Source data:
:::::

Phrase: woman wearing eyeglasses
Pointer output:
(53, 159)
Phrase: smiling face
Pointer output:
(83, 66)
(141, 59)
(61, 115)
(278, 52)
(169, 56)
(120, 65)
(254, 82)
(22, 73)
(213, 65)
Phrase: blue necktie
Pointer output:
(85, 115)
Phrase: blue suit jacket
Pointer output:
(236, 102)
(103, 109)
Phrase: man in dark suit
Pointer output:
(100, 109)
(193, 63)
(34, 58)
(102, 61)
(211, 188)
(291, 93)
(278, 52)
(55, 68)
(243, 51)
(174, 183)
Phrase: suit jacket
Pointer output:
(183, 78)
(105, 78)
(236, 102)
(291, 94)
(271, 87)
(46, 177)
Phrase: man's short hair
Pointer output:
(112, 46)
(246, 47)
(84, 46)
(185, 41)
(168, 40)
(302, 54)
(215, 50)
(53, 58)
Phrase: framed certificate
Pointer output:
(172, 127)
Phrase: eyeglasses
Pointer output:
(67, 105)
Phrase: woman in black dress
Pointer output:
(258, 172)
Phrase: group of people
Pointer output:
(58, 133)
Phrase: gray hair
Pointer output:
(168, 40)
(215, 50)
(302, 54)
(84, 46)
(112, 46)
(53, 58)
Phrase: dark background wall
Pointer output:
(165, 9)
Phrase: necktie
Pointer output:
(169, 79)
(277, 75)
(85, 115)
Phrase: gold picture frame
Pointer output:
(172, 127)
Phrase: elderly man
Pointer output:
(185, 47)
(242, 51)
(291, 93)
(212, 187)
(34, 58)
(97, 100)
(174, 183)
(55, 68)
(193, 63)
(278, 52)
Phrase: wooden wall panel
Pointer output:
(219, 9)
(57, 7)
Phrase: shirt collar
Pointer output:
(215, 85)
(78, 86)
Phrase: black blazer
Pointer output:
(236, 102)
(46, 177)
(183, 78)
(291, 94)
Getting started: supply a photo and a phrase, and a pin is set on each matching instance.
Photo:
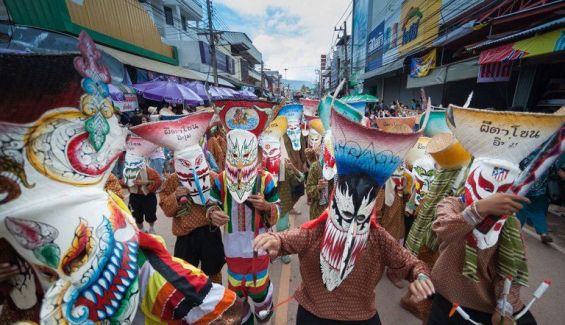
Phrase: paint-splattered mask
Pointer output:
(241, 163)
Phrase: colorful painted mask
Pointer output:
(270, 142)
(499, 141)
(81, 241)
(423, 171)
(365, 159)
(137, 152)
(293, 114)
(241, 164)
(183, 136)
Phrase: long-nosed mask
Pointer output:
(81, 241)
(241, 163)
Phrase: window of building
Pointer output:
(183, 22)
(169, 16)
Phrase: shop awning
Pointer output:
(152, 65)
(552, 25)
(435, 77)
(398, 64)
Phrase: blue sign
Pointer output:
(375, 45)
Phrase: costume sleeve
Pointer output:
(312, 183)
(153, 176)
(293, 241)
(168, 198)
(450, 225)
(271, 194)
(113, 184)
(401, 264)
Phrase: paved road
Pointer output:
(544, 263)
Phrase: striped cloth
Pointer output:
(511, 257)
(421, 232)
(174, 292)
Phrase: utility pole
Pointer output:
(212, 42)
(345, 68)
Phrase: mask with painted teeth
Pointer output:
(241, 164)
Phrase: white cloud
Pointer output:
(289, 33)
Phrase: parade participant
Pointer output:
(343, 253)
(88, 262)
(247, 202)
(275, 160)
(295, 144)
(142, 182)
(185, 193)
(480, 243)
(450, 160)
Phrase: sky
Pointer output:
(289, 33)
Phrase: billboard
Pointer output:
(419, 24)
(375, 45)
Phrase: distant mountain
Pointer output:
(297, 84)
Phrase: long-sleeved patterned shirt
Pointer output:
(182, 224)
(240, 229)
(354, 299)
(452, 229)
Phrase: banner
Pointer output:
(419, 21)
(495, 72)
(128, 104)
(420, 67)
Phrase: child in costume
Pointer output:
(185, 194)
(142, 182)
(88, 262)
(480, 243)
(247, 202)
(343, 253)
(451, 160)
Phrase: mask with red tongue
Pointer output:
(365, 158)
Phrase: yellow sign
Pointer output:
(419, 24)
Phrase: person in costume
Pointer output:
(319, 184)
(295, 144)
(185, 193)
(479, 237)
(88, 262)
(142, 182)
(343, 253)
(247, 203)
(451, 160)
(275, 160)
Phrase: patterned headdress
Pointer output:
(183, 137)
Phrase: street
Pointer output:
(544, 263)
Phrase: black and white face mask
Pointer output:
(347, 227)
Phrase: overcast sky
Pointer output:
(290, 33)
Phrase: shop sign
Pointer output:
(495, 72)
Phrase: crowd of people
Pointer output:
(440, 212)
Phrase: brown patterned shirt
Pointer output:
(451, 229)
(182, 225)
(354, 299)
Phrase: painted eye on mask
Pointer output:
(485, 184)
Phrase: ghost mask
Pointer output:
(80, 240)
(183, 136)
(293, 114)
(423, 171)
(241, 164)
(360, 177)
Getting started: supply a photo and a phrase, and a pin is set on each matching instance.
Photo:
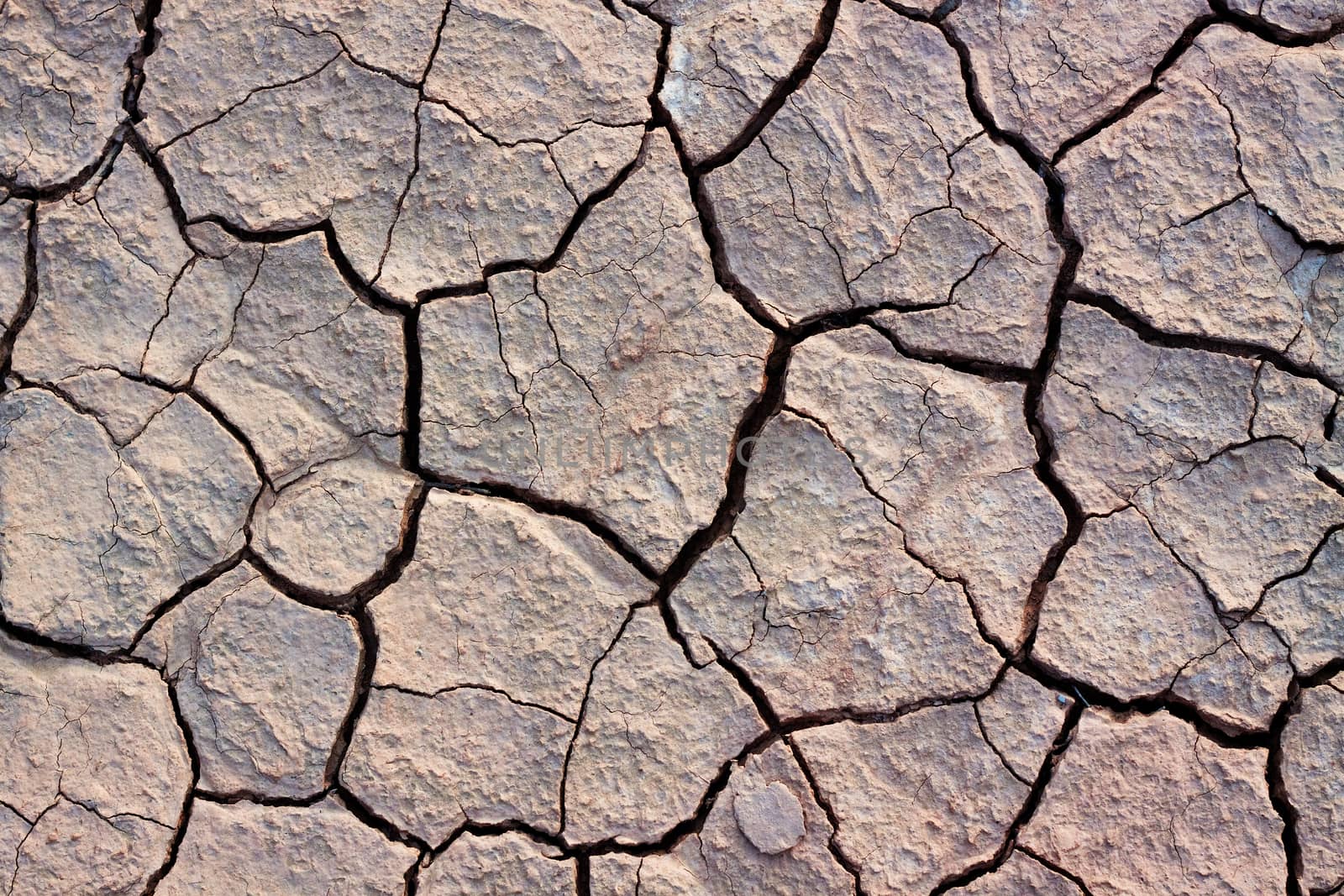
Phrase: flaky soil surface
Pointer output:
(675, 448)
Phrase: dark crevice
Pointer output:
(190, 799)
(780, 94)
(548, 264)
(549, 506)
(723, 275)
(1278, 793)
(1028, 808)
(1146, 93)
(1153, 336)
(390, 571)
(363, 684)
(1059, 869)
(832, 819)
(30, 298)
(1270, 33)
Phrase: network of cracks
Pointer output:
(664, 446)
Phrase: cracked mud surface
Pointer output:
(671, 448)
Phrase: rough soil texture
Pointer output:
(672, 448)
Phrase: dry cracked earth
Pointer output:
(672, 448)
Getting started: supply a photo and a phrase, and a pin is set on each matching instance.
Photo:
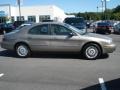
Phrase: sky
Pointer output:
(69, 6)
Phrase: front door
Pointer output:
(62, 41)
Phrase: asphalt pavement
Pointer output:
(60, 71)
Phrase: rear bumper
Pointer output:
(109, 48)
(7, 45)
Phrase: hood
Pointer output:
(93, 35)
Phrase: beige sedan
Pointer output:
(57, 37)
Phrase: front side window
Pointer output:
(39, 30)
(60, 30)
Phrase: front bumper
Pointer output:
(109, 48)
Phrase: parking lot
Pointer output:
(60, 71)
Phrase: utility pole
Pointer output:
(7, 5)
(19, 3)
(97, 9)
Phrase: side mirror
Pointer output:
(70, 34)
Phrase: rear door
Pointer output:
(39, 37)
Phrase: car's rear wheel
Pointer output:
(22, 50)
(91, 51)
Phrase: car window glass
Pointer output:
(39, 30)
(60, 30)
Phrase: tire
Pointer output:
(22, 50)
(91, 51)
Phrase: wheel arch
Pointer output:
(91, 43)
(21, 42)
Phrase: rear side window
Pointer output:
(39, 30)
(60, 30)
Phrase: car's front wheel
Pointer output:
(91, 51)
(22, 50)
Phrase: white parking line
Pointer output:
(2, 74)
(102, 84)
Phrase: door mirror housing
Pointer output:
(70, 34)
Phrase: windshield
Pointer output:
(79, 31)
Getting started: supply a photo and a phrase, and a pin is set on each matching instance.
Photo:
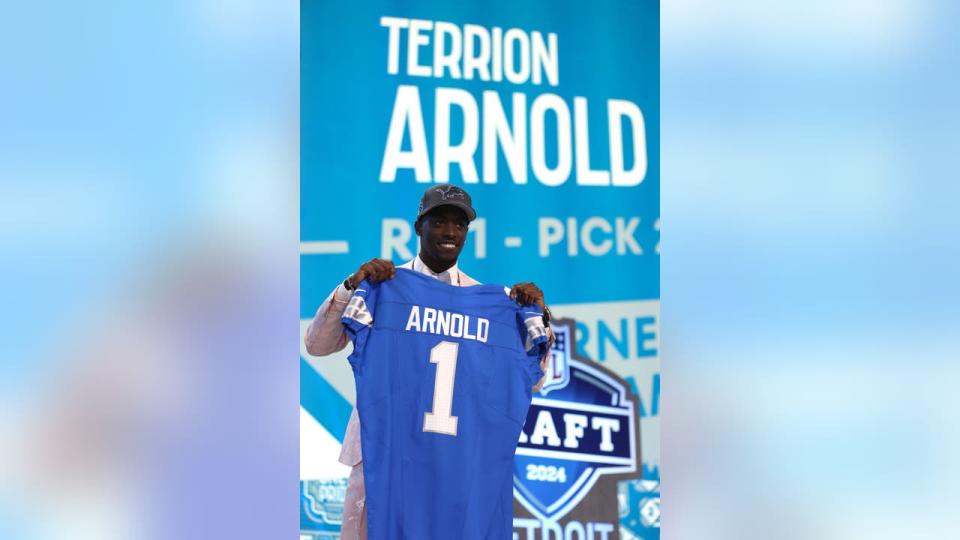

:::::

What you need to do
Would you report every line of the entries above containing the word "white"?

Response to the task
Phrase: white cloud
Phrase: black and white face mask
Phrase: white parking line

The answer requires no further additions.